┌─ Input records

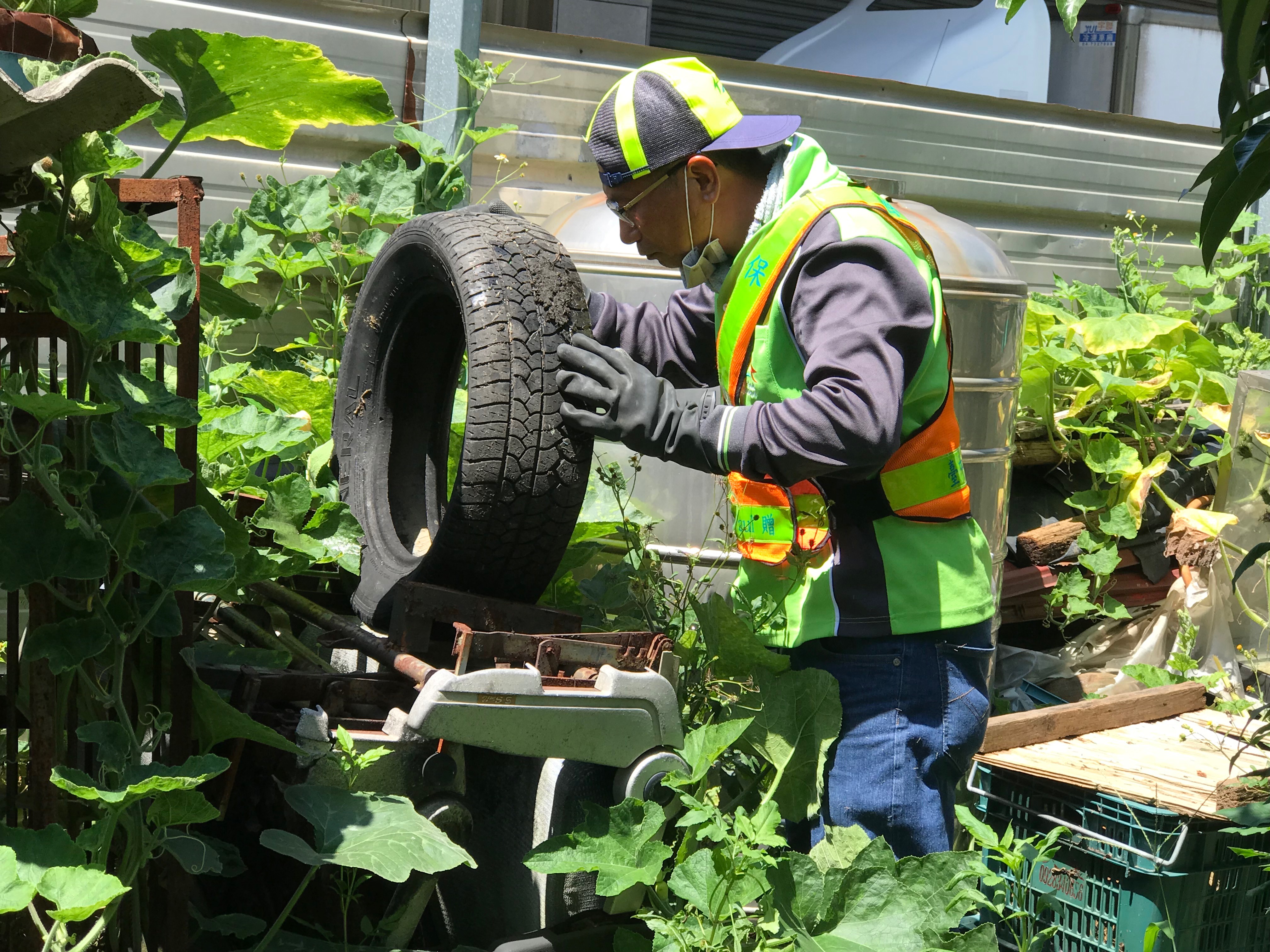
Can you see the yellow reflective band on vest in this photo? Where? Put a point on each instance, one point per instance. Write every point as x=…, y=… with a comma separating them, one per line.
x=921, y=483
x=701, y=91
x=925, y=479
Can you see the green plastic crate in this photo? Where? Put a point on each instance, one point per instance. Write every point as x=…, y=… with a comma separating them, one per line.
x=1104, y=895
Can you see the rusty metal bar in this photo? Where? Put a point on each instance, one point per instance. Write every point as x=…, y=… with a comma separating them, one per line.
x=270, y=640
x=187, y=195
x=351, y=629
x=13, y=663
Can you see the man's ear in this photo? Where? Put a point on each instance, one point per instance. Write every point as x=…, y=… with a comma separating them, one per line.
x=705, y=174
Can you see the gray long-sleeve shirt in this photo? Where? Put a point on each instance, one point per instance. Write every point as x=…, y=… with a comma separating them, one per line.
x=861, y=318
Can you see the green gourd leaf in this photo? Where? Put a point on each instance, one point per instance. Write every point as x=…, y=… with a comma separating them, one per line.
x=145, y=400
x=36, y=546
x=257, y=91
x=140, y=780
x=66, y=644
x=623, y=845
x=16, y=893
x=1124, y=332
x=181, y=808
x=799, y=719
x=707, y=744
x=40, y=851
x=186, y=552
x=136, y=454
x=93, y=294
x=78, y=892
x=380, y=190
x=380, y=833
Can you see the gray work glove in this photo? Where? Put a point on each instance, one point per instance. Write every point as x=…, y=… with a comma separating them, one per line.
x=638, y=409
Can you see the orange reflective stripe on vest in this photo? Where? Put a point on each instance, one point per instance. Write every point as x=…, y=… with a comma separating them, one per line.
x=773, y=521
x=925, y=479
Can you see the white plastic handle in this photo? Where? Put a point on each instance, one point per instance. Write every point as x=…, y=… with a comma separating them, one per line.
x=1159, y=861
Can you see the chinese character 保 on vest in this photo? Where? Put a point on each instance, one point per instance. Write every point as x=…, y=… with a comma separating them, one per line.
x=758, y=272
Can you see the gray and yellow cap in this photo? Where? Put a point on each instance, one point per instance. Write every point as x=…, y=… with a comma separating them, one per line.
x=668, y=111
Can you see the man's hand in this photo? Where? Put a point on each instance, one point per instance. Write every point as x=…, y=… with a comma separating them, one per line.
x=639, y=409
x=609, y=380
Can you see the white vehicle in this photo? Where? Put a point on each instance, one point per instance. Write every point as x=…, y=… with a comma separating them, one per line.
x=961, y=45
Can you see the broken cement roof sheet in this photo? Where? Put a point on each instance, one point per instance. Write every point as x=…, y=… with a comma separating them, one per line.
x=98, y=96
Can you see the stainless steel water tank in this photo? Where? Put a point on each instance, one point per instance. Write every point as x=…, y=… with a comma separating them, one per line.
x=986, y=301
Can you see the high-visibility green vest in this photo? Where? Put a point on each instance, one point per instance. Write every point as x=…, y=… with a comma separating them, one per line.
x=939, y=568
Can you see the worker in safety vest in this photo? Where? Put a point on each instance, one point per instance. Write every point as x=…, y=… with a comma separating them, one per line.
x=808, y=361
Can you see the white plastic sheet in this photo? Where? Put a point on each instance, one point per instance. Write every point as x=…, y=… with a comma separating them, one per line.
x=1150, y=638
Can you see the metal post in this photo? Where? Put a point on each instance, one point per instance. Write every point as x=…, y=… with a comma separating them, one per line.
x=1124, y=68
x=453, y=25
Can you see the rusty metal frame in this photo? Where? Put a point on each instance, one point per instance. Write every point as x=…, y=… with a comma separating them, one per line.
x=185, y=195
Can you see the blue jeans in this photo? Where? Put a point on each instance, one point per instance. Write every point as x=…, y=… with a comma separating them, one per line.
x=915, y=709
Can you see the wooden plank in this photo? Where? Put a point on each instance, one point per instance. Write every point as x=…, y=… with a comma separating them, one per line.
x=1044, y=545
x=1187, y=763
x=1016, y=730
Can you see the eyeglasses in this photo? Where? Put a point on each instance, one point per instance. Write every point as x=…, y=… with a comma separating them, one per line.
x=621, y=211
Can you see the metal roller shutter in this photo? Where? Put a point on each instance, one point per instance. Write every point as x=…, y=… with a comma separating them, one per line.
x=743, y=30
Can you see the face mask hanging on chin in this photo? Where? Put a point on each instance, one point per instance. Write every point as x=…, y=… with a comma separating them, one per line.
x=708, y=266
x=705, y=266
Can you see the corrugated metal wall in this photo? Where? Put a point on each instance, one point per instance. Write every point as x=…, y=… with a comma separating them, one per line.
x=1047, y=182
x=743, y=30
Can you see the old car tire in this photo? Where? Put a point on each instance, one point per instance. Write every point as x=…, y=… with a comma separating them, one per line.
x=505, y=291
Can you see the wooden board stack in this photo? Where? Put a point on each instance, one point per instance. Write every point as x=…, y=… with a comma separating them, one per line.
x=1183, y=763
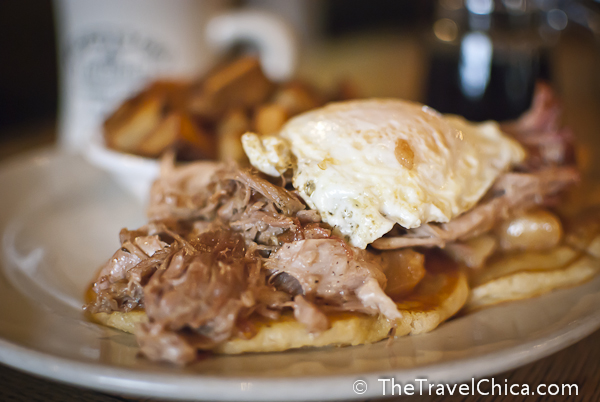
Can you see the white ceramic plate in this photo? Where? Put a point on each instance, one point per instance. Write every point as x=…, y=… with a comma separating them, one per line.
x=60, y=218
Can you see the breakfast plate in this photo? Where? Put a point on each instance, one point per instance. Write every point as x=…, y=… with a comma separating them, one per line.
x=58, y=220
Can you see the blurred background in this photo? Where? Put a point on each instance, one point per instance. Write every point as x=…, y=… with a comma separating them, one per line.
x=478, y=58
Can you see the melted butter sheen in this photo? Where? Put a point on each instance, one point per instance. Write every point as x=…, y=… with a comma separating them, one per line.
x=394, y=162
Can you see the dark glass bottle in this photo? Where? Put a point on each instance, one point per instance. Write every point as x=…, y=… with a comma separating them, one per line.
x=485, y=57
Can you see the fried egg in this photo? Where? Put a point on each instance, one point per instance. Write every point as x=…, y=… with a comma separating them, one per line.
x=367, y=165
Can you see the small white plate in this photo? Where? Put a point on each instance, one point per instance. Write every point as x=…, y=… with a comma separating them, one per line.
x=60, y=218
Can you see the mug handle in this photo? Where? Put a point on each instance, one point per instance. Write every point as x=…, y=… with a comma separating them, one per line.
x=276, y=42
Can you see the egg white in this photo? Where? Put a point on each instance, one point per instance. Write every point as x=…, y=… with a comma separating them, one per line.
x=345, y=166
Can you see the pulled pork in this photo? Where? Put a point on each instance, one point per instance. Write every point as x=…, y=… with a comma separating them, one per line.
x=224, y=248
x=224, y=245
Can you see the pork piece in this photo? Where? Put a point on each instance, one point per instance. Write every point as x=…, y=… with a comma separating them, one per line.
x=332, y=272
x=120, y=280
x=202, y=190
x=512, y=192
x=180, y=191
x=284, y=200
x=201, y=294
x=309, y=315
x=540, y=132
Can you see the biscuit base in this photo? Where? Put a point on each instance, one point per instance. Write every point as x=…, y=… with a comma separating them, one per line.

└─

What you should do. Please write out all the data again word for word, but not the pictures.

Your solution.
Can you see the yellow reflective band on vest in this photo? Where? Put a point on each instance, one point per instance. Write every point as x=…, y=… with a comma separating them, one per line.
x=921, y=483
x=701, y=91
x=925, y=479
Can you see the green plastic crate in this photo? Where? Put a point on each instance, one point per instance. Write every point as x=…, y=… with a comma separating them, one per line.
x=1104, y=895
Can you see the rusty metal bar in this photo? Where? Put a point on each instance, one point per instance. Write every point as x=…, y=… with a comma separating them, one per line.
x=270, y=640
x=187, y=195
x=351, y=629
x=13, y=663
Can you see the man's ear in this photo? Where? Put a point on each instance, one point per instance. Write every point as x=…, y=… with a comma separating them, one per line.
x=705, y=174
Can you see the gray long-sleeve shirt in this photo? Where? Put a point on each instance, one point per instance. Write every point as x=…, y=… with a comma separating them, one per line.
x=861, y=318
Can you see the green gourd leaf in this photo? Where? Put a point on each instance, one point per instance. Write every point as x=…, y=… with a comma separating them, one per line.
x=145, y=400
x=36, y=546
x=257, y=91
x=140, y=780
x=66, y=644
x=623, y=845
x=16, y=893
x=1124, y=332
x=181, y=808
x=799, y=719
x=707, y=744
x=40, y=851
x=186, y=552
x=136, y=454
x=93, y=294
x=78, y=892
x=380, y=190
x=380, y=833
Can you see the gray work glove in this photo? Where? Put a point on each instance, one point per instance. Write every point as x=…, y=… with a comma separating them, one per line.
x=638, y=409
Can you see the orange reflective stripe on vest in this photo? Where? Put a point on each instance, one point per instance. Write every point as x=…, y=… with a comma separating them, one per line.
x=773, y=521
x=925, y=479
Can you see the white plastic handle in this photo? Where? Put a point on each instance, one point per instance. Write every point as x=…, y=… with a comma separating them, one per line.
x=1159, y=861
Can you see the chinese character 保 on vest in this photo? Where? Put a point on each instance, one point per instance. Write every point as x=…, y=… with a comma separating them, one per line.
x=758, y=272
Can you see the gray and yellow cap in this photo? Where? Put a point on each instance, one point per instance. Write every point as x=…, y=… with a comma separating them, one per line.
x=668, y=111
Can you see the man's hand in this photo? Where? Put a point on each instance, one point per instance. Write every point as x=…, y=… with a comma separating them, one per line.
x=639, y=409
x=609, y=380
Can you see the white vehicle in this photo? Where? Put a point on each instance, one point per instance. Write every point as x=…, y=… with a comma separating them, one per line.
x=961, y=45
Can you see the broken cement roof sheet in this photo? Where? Put a point on each instance, one point per instance. Write every point as x=…, y=… with a comma separating them, one per line.
x=98, y=96
Can you see the stainless steel water tank in this photo? Where? Put a point on each instance, one point per instance. Write every point as x=…, y=… with a comma separating them, one per line.
x=986, y=301
Can you see the high-visibility green vest in this photo? Where? Put a point on each instance, one point per instance. Write every point as x=…, y=… with a comma separating them, one per line.
x=939, y=568
Can you see the worker in safety vest in this photo? Where? Put a point on each instance, one point per instance. Write every point as x=…, y=… with a comma separating them, one per line.
x=808, y=361
Can you see the white plastic sheet in this photo? Where? Put a point on each instance, one point per instance. Write every point as x=…, y=… with a comma separating them, one per line.
x=1150, y=638
Can you see the metal post in this photo? Where? Put a point on each instance, one point per instance. Write every point as x=…, y=… with a comma separating them, one per line.
x=1124, y=68
x=453, y=25
Can you see the rusty metal frame in this photo? Where? Put a point on each instance, one point per instance. Write every point as x=…, y=… with a comma separating them, one per line.
x=185, y=195
Can you see the blue jeans in this photo? Where? Put a point on each instance, one point per instance. Write every point as x=…, y=… with a comma separating them, one per line.
x=915, y=709
Can you see the wooden plank in this photo? Where? Put a point on each instance, one point per instance. Write every point as x=…, y=… with a comma separating them, one per line.
x=1044, y=545
x=1187, y=763
x=1016, y=730
Can you see the eyeglasses in this photo? Where? Put a point on each instance, one point per instance. Write every point as x=…, y=… with a comma separating them, one per line.
x=621, y=211
Can you see the metal roller shutter in this photo? Where? Put a point on each instance, one point per instance. Write every point as x=…, y=… with a comma separating them, one per line.
x=743, y=30
Can you see the face mask hanging on chin in this photo? Where? Put a point on each instance, one point per instance. Write every point as x=…, y=… with a comma separating them, one per line.
x=708, y=266
x=705, y=266
Can you see the corrugated metal wall in this photo? Where? Put a point on each instance, one point per instance. Write every point as x=…, y=… with a comma separating them, one per line.
x=1047, y=182
x=743, y=30
Can you see the old car tire in this photo? Where? Put a point on each instance, one point per instance. Write every point as x=…, y=… with a comma separating them, one per line.
x=505, y=291
Can you see the wooden board stack in this photo? Where? Put a point on each instance, one point per instance. Write every point as x=…, y=… with a comma separating them, one per line.
x=1183, y=763
Can you see the white ceramic plate in this photo? Where? Put a point on each instance, one point per instance. Write every point as x=…, y=… with a comma separating them, one per line.
x=60, y=218
Can you see the breakfast plate in this photo? Where? Put a point on each instance, one point per instance. Write every point as x=…, y=… with a comma separating them, one per line.
x=58, y=220
Can you see the blurred background in this photo? Where? Put a point on each instance, one point per instance. Write every point as x=…, y=… with a comma separating them, one per line.
x=478, y=58
Can you see the melted butter sheen in this photo? Where? Put a point on each instance, one point per instance. Write every point as x=…, y=… with a comma separating them, one per line.
x=394, y=162
Can you see the dark glass bottle in this photo? Where? Put a point on each instance, one point per instance. Write every point as x=…, y=… with a comma separating them, one per line.
x=485, y=57
Can you see the fried egg in this photo? Where? Put a point on each instance, one point per instance. Write every point as x=…, y=… with a comma separating them, one per line.
x=367, y=165
Can you see the small white plate in this photo? Where? Put a point on each instance, one point per instance. Write every point as x=…, y=… with a comma separating them, one per line.
x=60, y=218
Can you see the mug handle in this photo? Where? Put a point on each instance, one point per instance. Write every point as x=…, y=… with a comma separating them, one per line.
x=276, y=42
Can you see the egg white in this photo? Where? Put a point on each instance, one point per instance. Write every point as x=…, y=… with a comma separating them, one per line.
x=345, y=166
Can you see the pulled pork in this photo? Where? Put a point on each instance, one point per instance. Write every point as x=…, y=… with a comma separating them, one per line.
x=224, y=248
x=224, y=245
Can you see the pork piece in this photo? Where? Put a point on each instance, one point per instance. Write every point as x=…, y=… with a comma separating them, one per line.
x=332, y=272
x=120, y=280
x=202, y=190
x=512, y=192
x=180, y=191
x=284, y=200
x=201, y=294
x=309, y=315
x=540, y=132
Can you see the biscuit base in this photo? Where? Put a point on each instance, one point per instance. Write every point as x=…, y=… with a comma separating them, one per line.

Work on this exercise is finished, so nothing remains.